- [Problem details]:
Could you set down every record exactly as it appears?

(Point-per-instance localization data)
☆ ☆ ☆

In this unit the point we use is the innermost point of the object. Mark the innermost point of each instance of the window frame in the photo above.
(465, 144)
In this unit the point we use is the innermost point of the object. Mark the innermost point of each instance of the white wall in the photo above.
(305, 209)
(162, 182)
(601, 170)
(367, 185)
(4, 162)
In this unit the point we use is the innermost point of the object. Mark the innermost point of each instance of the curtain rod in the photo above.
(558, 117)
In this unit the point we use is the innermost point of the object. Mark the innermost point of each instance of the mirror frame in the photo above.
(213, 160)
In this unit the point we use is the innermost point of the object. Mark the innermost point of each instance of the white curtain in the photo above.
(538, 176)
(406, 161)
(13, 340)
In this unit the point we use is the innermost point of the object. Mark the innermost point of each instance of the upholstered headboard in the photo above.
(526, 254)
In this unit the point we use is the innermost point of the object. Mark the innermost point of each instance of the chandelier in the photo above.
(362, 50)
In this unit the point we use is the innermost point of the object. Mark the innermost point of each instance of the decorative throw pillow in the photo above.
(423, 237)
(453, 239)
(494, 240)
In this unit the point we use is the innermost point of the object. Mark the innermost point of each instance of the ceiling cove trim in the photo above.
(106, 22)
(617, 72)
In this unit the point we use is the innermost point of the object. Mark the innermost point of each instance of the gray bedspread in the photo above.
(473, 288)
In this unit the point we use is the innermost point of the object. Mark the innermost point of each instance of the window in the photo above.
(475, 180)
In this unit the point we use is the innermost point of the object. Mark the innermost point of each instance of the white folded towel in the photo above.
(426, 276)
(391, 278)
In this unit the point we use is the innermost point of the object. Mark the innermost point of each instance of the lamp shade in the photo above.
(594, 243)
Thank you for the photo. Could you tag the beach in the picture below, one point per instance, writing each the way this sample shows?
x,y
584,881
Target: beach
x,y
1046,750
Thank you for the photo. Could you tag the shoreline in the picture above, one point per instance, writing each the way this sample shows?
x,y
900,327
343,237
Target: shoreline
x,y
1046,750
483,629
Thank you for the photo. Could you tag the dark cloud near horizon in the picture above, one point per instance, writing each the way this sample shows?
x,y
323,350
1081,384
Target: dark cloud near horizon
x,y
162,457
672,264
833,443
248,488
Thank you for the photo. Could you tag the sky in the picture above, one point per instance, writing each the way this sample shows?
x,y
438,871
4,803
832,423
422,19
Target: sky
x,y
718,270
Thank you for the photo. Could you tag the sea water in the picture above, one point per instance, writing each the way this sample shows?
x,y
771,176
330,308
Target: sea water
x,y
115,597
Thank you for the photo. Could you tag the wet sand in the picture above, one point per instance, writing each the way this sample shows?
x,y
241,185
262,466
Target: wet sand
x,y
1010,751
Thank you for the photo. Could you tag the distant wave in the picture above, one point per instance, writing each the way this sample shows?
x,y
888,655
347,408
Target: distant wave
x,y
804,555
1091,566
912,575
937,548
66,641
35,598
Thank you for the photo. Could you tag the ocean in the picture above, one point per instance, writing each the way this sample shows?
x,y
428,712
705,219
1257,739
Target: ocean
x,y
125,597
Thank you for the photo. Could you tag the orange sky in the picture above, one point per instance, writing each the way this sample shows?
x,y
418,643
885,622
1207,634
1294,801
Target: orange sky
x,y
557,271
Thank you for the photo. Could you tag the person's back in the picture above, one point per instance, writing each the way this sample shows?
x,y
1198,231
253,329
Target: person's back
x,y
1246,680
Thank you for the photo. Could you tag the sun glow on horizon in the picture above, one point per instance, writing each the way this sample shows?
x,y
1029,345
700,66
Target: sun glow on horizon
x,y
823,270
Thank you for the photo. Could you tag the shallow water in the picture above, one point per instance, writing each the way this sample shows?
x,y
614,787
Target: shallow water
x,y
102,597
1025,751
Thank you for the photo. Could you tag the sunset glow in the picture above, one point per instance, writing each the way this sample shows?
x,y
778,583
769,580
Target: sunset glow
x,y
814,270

☆ ☆ ☆

- [Written answer]:
In this unit the point we use is the innermost point of the object. Mark the innermost point of each instance of the window frame in the photo above.
(465, 144)
In this unit the point we use is the innermost point of the object. Mark the innermost point of each instance of the white wall in the photo above.
(305, 209)
(162, 182)
(601, 170)
(367, 185)
(4, 162)
In this unit the point we use is the innermost point of the object. Mark the innermost point of each instance of the curtain rod in the photo above.
(558, 117)
In this unit the point we use is the innermost point of the object. Mark the innermost point of each instance of the mirror frame in the photo above.
(213, 160)
In this unit the point we use is the innermost point of the object. Mark the innermost point of each instance of the white curtain in the photo above.
(538, 176)
(406, 161)
(13, 340)
In this unit the point we use is the innermost point of the object. Mark the innermost point of each instance of the upholstered headboard in the photo above.
(526, 254)
In this unit the point we use is the innermost point of the object. Mark the innermost point of each instance of the chandelier in the photo above.
(362, 50)
In this unit the point we use is the innermost point of the object. Mark the innermost point of each instance of the decorative throw pillow in the photo above.
(423, 237)
(453, 239)
(494, 240)
In this unit the point we use is the innermost point of the object. Mark the innermost point of each instance of the ceiling cove trim in the photo above.
(106, 22)
(617, 72)
In this unit the point we use is the innermost point of the object. Mark the innermost point of each instance of the gray bedspread in the photo above.
(473, 288)
In this unit the point we use is the innermost point of the object. Mark the innermost point of each instance of the window in the photo above.
(475, 180)
In this unit the point we use is the innermost point of the object. Mark the innermost point of each instance of the white folded towel in the photo above.
(426, 276)
(391, 278)
In this unit the point we use is the innermost point of the object. Mark the innermost point of each instance of the lamp shade in the photo above.
(594, 243)
Thank you for the photo. Could you tag the beach in the picture below, one point per instance, writing each the way this sample shows?
x,y
584,881
Target: beach
x,y
1046,750
Thank you for the photo. Could you tag the shoreline in the picture above, one point per instance, writing each the way this sample shows?
x,y
900,327
343,237
Target: shoreline
x,y
1046,750
483,629
Thank you for the photo. Could you tag the dark cloud near horizon in the picture above, one point per instance, writing each the way this sample shows?
x,y
323,350
1081,384
Target: dark cloud near horizon
x,y
162,457
672,264
833,443
248,488
Thank you for the photo. Could you tag the sky in the picture above, one point per instance, writing each the way this sample shows?
x,y
438,871
4,803
832,423
422,19
Target: sky
x,y
718,270
Thank you for the photo. Could you tag the sea water in the picture above, one point per instance, writing each the way this sample shows?
x,y
771,176
330,308
Target: sea water
x,y
115,597
Thank you for the photo. Could you tag the wet sand in the picture above, one point per instance, writing each the way this sample shows?
x,y
241,185
262,466
Target: wet sand
x,y
1010,751
Thank you for the photo. Could you tag the distant wave in the picture above, one point per instance, writing each the way this sample shows?
x,y
888,655
347,408
Target: distant wave
x,y
804,555
1091,566
912,575
937,548
66,641
35,598
Thank you for the photo. Could you tag the ocean in the picture above, one point per instance, writing each the way this sample shows?
x,y
428,712
705,219
1257,739
Target: ocean
x,y
125,597
Thank you for the photo. Could you tag the orange sky in the picture above, one point per instance, writing each the way this sample shows?
x,y
418,643
885,622
1207,634
1294,801
Target: orange sky
x,y
557,271
Thank you for the photo. Could you tag the person's back in the picture above, one point per instance, writing each the way this sample shows?
x,y
1198,231
253,329
Target: person's back
x,y
1246,680
Thank you for the photo. Could you tag the sun glow on horizon in the picture above, one point per instance, writing each the way this sample shows?
x,y
1029,345
700,66
Target: sun glow on horizon
x,y
823,270
Thank you for the photo. Could you tag the shallow water in the picture above, one point per instance, writing each the way this sample shows?
x,y
614,787
Target: shallow water
x,y
102,597
1025,751
Thank you for the photo. Could you tag the sunset glow in the picture above, one point per instance, writing each the way this sample shows?
x,y
778,583
769,580
Target: sunset glow
x,y
814,270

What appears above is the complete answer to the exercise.